EXERCISE REQUIREMENTS:
Which of the lines below contain the word "dirt"? Show each of those lines in full.

ENTRIES:
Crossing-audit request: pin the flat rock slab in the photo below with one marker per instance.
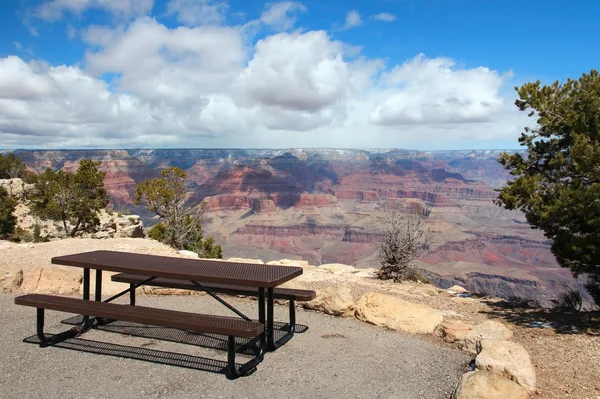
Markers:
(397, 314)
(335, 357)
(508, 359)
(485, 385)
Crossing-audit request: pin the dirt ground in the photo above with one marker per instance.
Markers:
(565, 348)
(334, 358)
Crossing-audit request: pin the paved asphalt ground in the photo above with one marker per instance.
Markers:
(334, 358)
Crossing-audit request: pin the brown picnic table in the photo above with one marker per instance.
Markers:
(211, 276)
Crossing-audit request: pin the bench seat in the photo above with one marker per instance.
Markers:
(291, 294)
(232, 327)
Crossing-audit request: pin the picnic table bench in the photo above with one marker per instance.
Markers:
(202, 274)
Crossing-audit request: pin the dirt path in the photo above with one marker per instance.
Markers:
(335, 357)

==

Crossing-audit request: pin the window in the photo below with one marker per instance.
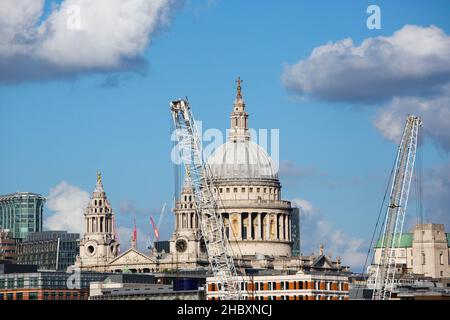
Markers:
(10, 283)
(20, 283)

OUTPUT OF THE EXERCISE:
Crossing-audit request: pin the dirt ground in the photo above with one marker per instance.
Crossing-audit request: pin the dirt path in the photo above with one marker per instance.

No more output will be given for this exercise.